Abbé Faria – A priest and brilliant thinker whom Dantès meets in prison. Abbé Faria becomes Dantès’s intellectual father: during their many years as prisoners, he teaches Dantès history, science, art, and many languages. He then bequeaths to Dantès his vast hidden fortune. Abbé Faria is the most important catalyst in Dantès’s transformation into the vengeful Count of Monte Cristo.

Fernand Mondego – Dantès’s rival for Mercédès’s affections. Mondego helps in framing Dantès for treason and then marries Mercédès himself when Dantès is imprisoned. Through acts of treachery Mondego becomes a wealthy and powerful man and takes on the name of the Count de Morcerf. He is the first victim of Dantès’s vengeance.

Albert de Morcerf – The son of Fernand Mondego and Mercédès. Unlike his father, Albert is brave, honest, and kind. Mercédès’s devotion to both Albert and Dantès allows Monte Cristo to realize her unchanging love for him and causes him to think more deeply about his sole desire for revenge.

Signor Bertuccio – Dantès’s steward. Though Bertuccio is loyal and adept, Dantès chooses him as his steward not for his personal qualities but because of his vendetta against Villefort.


The movie takes place in a number of settings, but most of the plot occurs in Marseilles Chateau d’If, and Paris (France), Rome, the island of Monte Cristo, and Greece.


Edmond is sailing in French waters along with his best friend, Fernand, when their captain falls ill. They stop for help at a nearby island, which happens to be where Napolean Bonaparte is in hiding. Bonaparte pulls aside Edmond and asks him to deliver an “innocent letter” to an old friend in Marseille, France. Edmond agrees, as that is the price for the use of Napolean’s physician. The captain unfortunately dies, so the crew returns home to Marseille. Edmond is made captain for his bravery in seeking a physician, and the first mate comes to despise him for it.

Fernand finds out about the letter, and reads it while Edmond is sleeping, and is angry that Edmond did not tell him about it. Edmond, not knowing that Fernand knows about the letter, rushes to greet his fiance, Mercedes, and tell her that they can now be married as he was just promoted to captain. This is also the point in the movie when you realize that Fernand is in love wiht Mercedes, but she loves Edmond.

Fernand, still angry, decides to work together with the furious first mate, and get Edmond arrested for treason, which he didn’t commit. Fernand works also with a very important magistrate, Villefort, who’s father is the man Edmond was to deliver the letter to. (Villefort does not know of this). Thus, Edmond is arrested, and thrown into a remote island prison by the name of Chateau D’if. There, he meets Priest, who teaches him many valuable lessons about life, how to sword fight, and give Edmond a proper education. All this is in turn for Edmond helping to dig, in order to escape the prison.

PROVIDED INFORMATION
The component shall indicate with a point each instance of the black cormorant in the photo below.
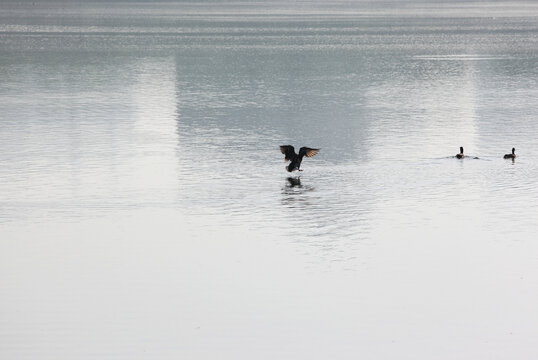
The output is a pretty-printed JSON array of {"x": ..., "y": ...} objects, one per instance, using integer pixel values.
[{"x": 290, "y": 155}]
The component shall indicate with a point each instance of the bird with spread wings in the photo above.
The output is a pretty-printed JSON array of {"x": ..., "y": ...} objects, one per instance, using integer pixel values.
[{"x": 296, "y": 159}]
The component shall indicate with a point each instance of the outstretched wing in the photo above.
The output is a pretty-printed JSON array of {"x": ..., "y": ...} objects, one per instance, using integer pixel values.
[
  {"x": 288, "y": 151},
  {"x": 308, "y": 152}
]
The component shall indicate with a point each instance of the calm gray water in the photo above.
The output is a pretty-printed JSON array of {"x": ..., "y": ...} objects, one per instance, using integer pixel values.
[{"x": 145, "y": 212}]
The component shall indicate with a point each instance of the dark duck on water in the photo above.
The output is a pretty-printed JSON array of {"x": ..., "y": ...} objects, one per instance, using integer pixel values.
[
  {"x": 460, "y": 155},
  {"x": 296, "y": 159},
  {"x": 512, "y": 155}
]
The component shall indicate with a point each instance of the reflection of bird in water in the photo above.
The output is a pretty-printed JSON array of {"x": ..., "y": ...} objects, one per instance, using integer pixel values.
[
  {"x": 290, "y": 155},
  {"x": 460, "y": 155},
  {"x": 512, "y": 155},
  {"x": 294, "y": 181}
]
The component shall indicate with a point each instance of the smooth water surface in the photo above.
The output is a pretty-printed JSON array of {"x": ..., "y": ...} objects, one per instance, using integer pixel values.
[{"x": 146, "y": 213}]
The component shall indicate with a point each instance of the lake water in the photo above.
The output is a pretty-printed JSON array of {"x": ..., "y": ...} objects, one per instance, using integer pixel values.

THE PROBLEM
Write out the Count of Monte Cristo text again, starting with "Albert de Morcerf" and going on through "Cristo, and Greece.", and substitute "servant" for "steward" throughout. The rows are separate material and have nothing to do with the text.

COMPLETED TASK
Albert de Morcerf – The son of Fernand Mondego and Mercédès. Unlike his father, Albert is brave, honest, and kind. Mercédès’s devotion to both Albert and Dantès allows Monte Cristo to realize her unchanging love for him and causes him to think more deeply about his sole desire for revenge.

Signor Bertuccio – Dantès’s servant. Though Bertuccio is loyal and adept, Dantès chooses him as his servant not for his personal qualities but because of his vendetta against Villefort.


The movie takes place in a number of settings, but most of the plot occurs in Marseilles Chateau d’If, and Paris (France), Rome, the island of Monte Cristo, and Greece.